### [Selected extract]
◆ ◆ ◆

Thread: pgsql-bugs mailing list dump?

pgsql-bugs mailing list dump?

From
Jehan-Guillaume de Rorthais
Date:
Hi guys,

Having a sourcehut[1] debian packager as colleague and being a small team of
people interested in this project, we would like to try to build an instance
and import pgsql-bugs in there. We would then report to the community and
expose it if anything seems worthy.

We don't want to start a long discussion about srht right now and consume
precious contributors time before having real PoC. If you are interested for
feedback whatever the PoC result will be, feel free to raise your hand.

In the meantime, we are currently considering how to gather pgsql-bugs mailing
history, thread-by-thread. We could write a HTTP crawler looking for
HTTP Location redirections of flat pages and gather all threads afterwards.

However, maybe some admins would agree to provide some pgsql dump or access to
some json API if relevant? We would save some time and CPU :)

Thanks!

[1] https://sourcehut.org/



Re: pgsql-bugs mailing list dump?

From
Magnus Hagander
Date:
On Wed, Dec 16, 2020 at 2:57 PM Jehan-Guillaume de Rorthais
<jgdr@dalibo.com> wrote:
>
> Hi guys,
>
> Having a sourcehut[1] debian packager as colleague and being a small team of
> people interested in this project, we would like to try to build an instance
> and import pgsql-bugs in there. We would then report to the community and
> expose it if anything seems worthy.
>
> We don't want to start a long discussion about srht right now and consume
> precious contributors time before having real PoC. If you are interested for
> feedback whatever the PoC result will be, feel free to raise your hand.
>
> In the meantime, we are currently considering how to gather pgsql-bugs mailing
> history, thread-by-thread. We could write a HTTP crawler looking for
> HTTP Location redirections of flat pages and gather all threads afterwards.
>
> However, maybe some admins would agree to provide some pgsql dump or access to
> some json API if relevant? We would save some time and CPU :)

◆ ◆ ◆

### [Goal 1]
From the first message of the mailing list thread, list each way it mentions for gathering the pgsql-bugs history.
These records have no connection to the mailing list thread.

### [Dataset extract]
◆ ◆ ◆

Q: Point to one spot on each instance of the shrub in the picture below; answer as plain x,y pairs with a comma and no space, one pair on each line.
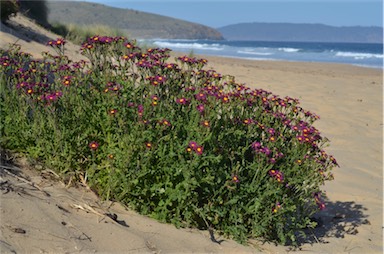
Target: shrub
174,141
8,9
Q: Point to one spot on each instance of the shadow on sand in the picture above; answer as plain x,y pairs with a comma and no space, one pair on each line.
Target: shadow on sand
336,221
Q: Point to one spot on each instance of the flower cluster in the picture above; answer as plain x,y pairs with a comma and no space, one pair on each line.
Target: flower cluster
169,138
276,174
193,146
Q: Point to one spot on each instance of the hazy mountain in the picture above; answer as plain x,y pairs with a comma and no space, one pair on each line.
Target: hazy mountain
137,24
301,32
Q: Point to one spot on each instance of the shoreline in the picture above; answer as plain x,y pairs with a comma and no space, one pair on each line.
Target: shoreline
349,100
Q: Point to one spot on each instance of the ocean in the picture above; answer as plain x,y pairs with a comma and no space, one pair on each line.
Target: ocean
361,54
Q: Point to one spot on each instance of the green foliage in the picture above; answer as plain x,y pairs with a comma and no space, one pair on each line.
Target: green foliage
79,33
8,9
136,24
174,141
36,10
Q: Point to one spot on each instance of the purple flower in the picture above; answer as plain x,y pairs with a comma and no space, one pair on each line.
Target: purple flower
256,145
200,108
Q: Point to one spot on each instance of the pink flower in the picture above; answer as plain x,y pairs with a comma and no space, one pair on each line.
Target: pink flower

◆ ◆ ◆

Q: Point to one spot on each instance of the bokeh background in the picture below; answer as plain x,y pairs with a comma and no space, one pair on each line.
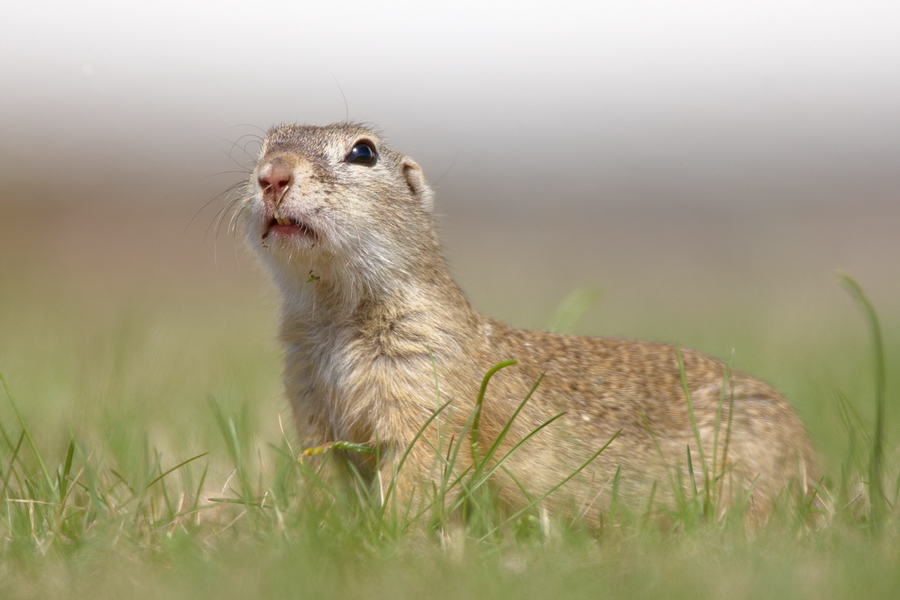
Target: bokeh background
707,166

◆ ◆ ◆

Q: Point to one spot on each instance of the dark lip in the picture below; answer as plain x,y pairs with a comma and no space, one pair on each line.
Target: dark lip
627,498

◆ ◆ ◆

### [Goal 2]
Please find every line of the records that contains the word "purple" and copy each one.

### [Expected output 1]
- Writing an HTTP crawler that looks for HTTP Location redirections of flat pages, then gathering all threads afterwards
- Having admins provide a pgsql dump
- Having admins give access to a json API

### [Expected output 2]
Q: Point to one spot on each instance of the purple flower in the picture above; answer as plain x,y pairs with a comma and no space, one pair on each line.
Target: purple flower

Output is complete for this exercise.